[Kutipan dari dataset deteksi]
————————

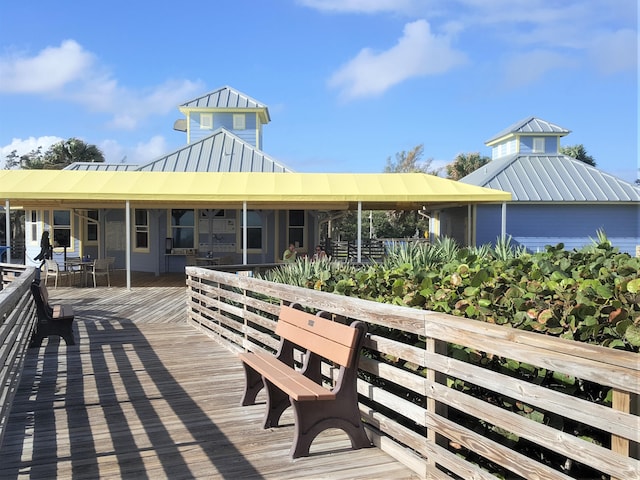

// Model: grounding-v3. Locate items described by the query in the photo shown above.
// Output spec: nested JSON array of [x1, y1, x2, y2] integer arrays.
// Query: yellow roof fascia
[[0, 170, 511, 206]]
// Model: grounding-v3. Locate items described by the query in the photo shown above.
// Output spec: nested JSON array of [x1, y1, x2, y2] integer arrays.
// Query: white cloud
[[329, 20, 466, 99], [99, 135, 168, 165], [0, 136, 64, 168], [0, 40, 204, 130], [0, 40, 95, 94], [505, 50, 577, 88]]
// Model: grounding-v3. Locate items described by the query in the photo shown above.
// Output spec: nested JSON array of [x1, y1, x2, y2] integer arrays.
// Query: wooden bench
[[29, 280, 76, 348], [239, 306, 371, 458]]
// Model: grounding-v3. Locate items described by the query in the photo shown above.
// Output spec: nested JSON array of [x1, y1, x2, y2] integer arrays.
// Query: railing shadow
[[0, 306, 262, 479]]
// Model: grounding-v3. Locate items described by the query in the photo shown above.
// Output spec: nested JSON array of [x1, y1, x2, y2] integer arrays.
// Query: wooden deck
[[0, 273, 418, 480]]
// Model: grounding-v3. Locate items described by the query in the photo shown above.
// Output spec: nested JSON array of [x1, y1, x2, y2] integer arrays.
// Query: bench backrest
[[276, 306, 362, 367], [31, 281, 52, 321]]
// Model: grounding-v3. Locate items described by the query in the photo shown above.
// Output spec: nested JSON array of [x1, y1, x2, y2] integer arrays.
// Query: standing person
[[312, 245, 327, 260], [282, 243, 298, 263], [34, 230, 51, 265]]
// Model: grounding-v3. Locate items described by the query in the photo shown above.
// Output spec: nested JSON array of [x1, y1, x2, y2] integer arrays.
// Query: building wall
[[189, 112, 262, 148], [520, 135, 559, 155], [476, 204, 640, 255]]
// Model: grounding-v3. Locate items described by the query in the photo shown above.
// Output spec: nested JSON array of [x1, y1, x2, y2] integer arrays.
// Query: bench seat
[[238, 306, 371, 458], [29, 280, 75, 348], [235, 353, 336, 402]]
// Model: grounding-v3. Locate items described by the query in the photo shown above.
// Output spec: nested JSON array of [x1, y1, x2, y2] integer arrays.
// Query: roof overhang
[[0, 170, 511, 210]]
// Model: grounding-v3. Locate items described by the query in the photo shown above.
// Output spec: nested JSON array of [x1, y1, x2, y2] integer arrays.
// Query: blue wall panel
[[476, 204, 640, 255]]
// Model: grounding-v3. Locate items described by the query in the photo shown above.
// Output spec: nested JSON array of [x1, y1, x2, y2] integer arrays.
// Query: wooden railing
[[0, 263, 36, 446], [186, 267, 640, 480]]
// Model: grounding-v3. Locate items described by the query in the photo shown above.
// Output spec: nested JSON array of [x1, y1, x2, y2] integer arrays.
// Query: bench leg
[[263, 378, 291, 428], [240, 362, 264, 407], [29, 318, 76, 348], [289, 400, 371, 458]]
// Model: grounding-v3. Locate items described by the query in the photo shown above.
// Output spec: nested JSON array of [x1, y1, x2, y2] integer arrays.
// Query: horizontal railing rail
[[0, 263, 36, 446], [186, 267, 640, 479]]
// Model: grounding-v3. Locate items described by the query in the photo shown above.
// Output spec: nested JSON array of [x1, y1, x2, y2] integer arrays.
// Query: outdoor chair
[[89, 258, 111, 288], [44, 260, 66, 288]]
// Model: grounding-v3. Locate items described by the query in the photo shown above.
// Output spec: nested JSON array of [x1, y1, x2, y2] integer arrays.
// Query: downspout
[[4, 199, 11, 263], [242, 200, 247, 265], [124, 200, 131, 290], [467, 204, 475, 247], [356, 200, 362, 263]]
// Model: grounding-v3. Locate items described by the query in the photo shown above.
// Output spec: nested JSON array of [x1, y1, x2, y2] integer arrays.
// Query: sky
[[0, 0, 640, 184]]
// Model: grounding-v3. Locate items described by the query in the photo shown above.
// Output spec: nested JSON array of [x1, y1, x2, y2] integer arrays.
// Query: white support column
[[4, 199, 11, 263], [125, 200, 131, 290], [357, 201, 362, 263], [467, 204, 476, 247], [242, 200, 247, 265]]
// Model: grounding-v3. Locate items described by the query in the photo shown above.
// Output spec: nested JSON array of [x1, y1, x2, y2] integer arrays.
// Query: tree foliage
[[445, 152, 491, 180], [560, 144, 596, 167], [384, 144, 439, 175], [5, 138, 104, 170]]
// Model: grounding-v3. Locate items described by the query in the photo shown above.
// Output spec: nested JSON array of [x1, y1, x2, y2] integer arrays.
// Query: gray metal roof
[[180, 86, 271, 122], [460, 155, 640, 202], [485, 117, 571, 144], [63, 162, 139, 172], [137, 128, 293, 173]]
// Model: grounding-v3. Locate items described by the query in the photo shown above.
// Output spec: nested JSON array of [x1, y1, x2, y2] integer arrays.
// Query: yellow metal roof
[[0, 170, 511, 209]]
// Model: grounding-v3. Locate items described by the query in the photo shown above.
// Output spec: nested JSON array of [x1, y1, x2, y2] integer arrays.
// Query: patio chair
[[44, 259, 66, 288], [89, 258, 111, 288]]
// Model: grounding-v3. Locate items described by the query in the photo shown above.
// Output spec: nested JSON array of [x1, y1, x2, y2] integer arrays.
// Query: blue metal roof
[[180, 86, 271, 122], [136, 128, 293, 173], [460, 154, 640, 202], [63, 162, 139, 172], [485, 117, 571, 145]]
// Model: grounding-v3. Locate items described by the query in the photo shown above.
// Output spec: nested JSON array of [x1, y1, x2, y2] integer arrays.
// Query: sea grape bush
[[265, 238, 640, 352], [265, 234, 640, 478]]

————————

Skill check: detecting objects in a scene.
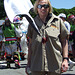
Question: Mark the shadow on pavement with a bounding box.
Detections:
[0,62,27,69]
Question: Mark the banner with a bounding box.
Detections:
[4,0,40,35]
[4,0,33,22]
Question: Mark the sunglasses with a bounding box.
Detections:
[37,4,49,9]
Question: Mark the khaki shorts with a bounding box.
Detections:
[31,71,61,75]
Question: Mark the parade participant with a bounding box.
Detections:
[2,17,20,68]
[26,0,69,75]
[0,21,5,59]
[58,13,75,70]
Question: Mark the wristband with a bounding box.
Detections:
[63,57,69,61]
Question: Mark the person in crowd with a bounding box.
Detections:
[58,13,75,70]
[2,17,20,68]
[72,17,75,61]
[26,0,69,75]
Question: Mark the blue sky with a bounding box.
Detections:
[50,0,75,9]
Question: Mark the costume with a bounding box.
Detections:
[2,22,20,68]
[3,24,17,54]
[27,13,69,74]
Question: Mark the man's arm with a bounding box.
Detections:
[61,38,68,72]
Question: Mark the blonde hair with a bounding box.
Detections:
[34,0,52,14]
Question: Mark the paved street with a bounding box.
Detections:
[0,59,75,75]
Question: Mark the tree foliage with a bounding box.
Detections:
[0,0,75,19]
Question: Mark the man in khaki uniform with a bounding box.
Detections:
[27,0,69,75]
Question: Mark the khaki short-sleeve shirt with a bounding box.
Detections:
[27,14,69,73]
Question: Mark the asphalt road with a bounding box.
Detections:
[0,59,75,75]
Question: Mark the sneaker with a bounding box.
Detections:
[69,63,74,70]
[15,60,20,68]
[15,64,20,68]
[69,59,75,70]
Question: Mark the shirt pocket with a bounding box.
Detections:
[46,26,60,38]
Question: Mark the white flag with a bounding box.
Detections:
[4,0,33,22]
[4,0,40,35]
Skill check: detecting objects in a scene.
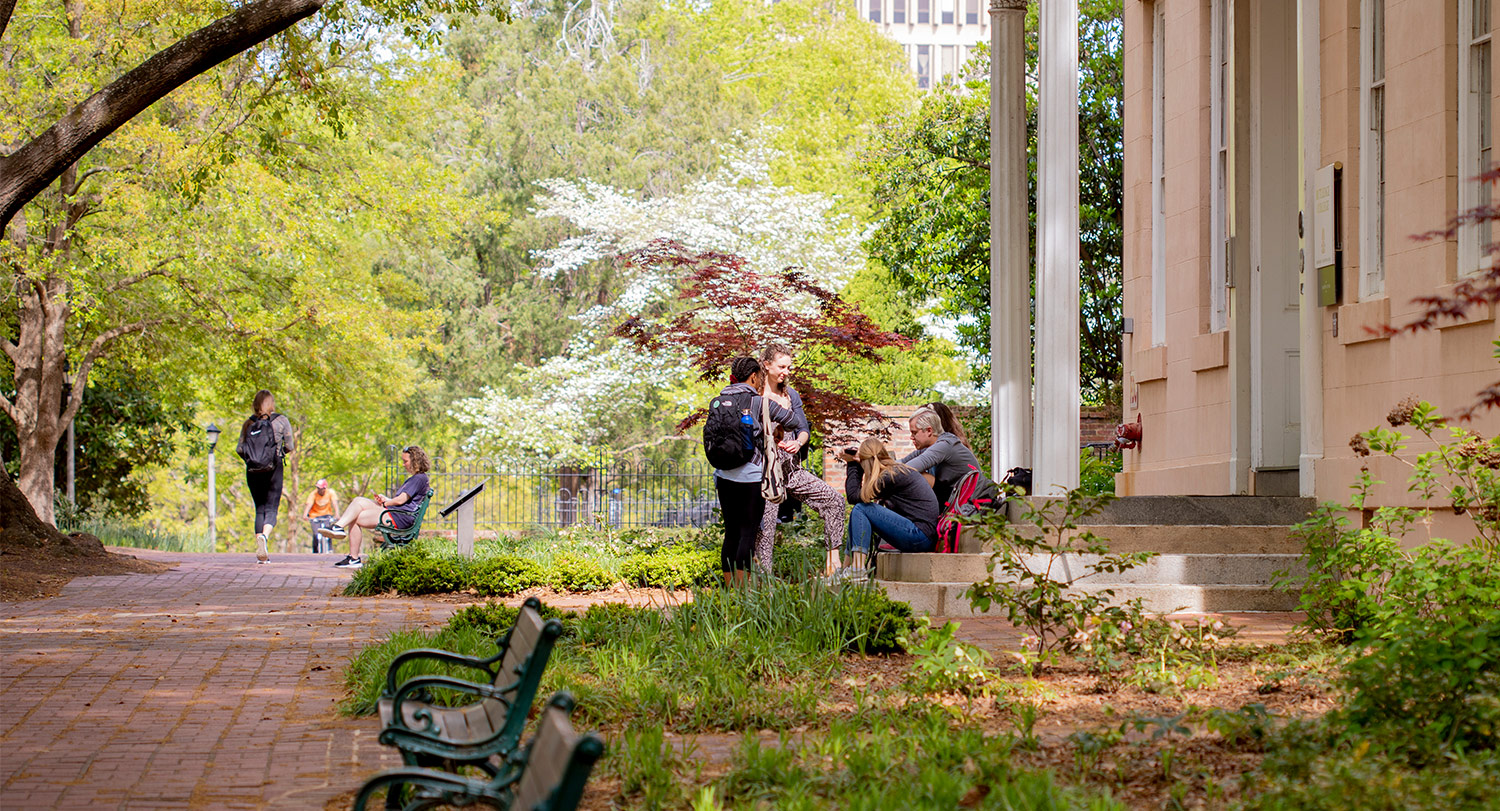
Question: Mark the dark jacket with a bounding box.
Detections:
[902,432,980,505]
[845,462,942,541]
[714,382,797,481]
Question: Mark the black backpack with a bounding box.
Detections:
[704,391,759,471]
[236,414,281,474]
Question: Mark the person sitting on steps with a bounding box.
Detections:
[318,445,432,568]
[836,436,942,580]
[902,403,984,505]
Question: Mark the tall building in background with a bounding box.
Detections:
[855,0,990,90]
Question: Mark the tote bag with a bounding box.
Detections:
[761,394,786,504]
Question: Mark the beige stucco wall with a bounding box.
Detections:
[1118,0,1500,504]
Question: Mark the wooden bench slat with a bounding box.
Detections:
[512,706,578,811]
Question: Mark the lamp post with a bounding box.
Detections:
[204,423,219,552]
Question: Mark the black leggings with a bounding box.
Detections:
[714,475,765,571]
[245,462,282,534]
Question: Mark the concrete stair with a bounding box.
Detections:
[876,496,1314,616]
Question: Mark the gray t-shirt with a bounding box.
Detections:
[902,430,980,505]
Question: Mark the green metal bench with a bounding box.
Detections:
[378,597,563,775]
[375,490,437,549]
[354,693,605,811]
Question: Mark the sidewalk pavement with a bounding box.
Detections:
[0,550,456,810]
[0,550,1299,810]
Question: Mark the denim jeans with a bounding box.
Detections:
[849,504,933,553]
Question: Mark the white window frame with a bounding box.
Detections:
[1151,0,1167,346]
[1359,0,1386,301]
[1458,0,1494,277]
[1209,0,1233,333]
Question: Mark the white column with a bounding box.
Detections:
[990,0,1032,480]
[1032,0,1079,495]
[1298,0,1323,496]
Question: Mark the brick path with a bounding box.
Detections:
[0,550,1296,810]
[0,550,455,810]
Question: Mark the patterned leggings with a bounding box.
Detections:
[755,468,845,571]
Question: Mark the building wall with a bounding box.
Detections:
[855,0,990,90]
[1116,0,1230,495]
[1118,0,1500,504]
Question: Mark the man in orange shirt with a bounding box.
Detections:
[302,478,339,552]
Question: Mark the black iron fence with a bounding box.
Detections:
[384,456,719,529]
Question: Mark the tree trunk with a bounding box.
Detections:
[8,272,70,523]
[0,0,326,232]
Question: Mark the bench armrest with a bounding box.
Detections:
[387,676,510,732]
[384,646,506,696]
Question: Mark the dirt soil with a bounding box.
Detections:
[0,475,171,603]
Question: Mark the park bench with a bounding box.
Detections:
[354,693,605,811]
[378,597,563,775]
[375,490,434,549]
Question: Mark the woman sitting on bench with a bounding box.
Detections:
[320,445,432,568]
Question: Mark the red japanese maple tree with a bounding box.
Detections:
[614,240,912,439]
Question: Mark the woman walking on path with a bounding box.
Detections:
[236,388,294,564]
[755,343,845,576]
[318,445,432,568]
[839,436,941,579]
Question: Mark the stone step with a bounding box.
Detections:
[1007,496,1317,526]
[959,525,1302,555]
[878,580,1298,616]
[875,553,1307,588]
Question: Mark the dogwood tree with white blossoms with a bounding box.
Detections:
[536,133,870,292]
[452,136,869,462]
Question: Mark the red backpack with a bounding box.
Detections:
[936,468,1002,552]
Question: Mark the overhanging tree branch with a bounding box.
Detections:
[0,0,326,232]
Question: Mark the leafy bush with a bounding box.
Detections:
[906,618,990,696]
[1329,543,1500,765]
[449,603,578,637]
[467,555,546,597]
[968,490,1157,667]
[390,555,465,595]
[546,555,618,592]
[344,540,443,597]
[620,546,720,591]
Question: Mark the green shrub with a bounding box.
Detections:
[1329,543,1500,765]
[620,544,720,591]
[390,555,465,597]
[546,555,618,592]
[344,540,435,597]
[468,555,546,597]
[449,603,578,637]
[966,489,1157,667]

————————

TUJUAN: Ganti "tote bag" dengan "canvas bag" pada baris-baris mulai dari baris yang memuat "Question: Mark the tote" sampai dengan baris yang memuat "[902,430,980,505]". Tuliskan kembali hanya baris-baris itu tanpa perubahan lain.

HASIL LATIHAN:
Question: Mark the canvas bag with a bounding box.
Detections:
[761,394,786,504]
Question: Mark the beige stucco wall with a bounding box.
Detections:
[1118,0,1500,504]
Question: Mark the wooden bench slat with a bounding box.
Detections:
[512,706,578,811]
Question: Mark the lamp post with a bounding box.
Detections:
[204,423,219,552]
Question: Mark the black leggings with a bounding box.
Detections:
[714,475,765,571]
[245,462,282,534]
Question: Mark the concrete stair with a bounding box.
Detections:
[876,496,1314,616]
Question: Mark the gray t-shirt with a bounding box.
Detections:
[902,430,980,505]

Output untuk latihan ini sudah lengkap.